What is needed:
Reproduce the records below with every occurrence of "pixel coordinates" replaced by "image coordinates", keeping everything else unchanged. Leave the pictures out of your answer.

(Rows from a dataset)
(begin)
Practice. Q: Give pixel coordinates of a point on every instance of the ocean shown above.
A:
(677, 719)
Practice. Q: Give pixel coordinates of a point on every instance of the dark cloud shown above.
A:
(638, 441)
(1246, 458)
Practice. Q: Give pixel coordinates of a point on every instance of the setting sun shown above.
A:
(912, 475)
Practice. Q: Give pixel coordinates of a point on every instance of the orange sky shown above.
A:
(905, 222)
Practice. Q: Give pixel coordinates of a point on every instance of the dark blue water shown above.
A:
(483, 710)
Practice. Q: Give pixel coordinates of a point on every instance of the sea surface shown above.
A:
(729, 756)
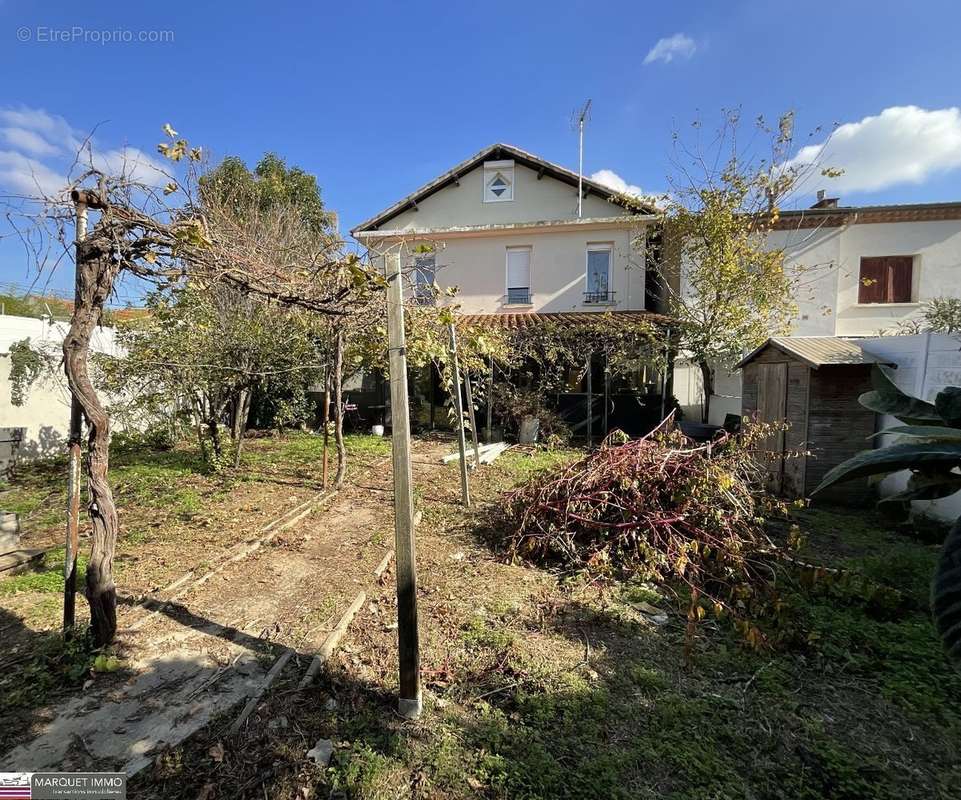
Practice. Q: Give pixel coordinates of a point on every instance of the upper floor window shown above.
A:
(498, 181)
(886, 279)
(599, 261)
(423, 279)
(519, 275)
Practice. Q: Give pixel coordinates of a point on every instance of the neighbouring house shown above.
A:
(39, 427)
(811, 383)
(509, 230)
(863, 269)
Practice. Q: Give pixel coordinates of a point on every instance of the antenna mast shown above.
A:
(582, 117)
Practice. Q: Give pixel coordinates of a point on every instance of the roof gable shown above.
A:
(end)
Written solution:
Practice. Q: Give image coordinates of a point on every instance of the ocean shown above.
A:
(677, 719)
Practice. Q: Give image coordinates of a point on every instance of the dark cloud shown above.
A:
(638, 441)
(1246, 458)
Practice. Q: Give image coordinates of a point on every instance of the setting sun shown above.
A:
(912, 475)
Practice. Q: Give image coordinates of a point on every instance of the orange sky shown above.
A:
(905, 222)
Practice. Q: Give image coordinates of a point on every instance of the dark blue water shown above.
A:
(483, 710)
Practice. Q: Give image coordinates of a point on every instance of the sea surface shown above.
A:
(729, 756)
Practice. Q: Give image coordinates of a point on every instance of the upper floor window shown above.
A:
(498, 181)
(886, 279)
(599, 261)
(423, 279)
(519, 275)
Practice. Q: Give image coordinates of a point on every instance of the neighbouring house shown above.
A:
(39, 427)
(811, 383)
(509, 230)
(863, 269)
Practice. Q: Give image coordinates of a point on every instance of the antenna mast shown above.
A:
(582, 117)
Practice. Q: Give image coordinates of a point on every instance of the roof gable shown above.
A:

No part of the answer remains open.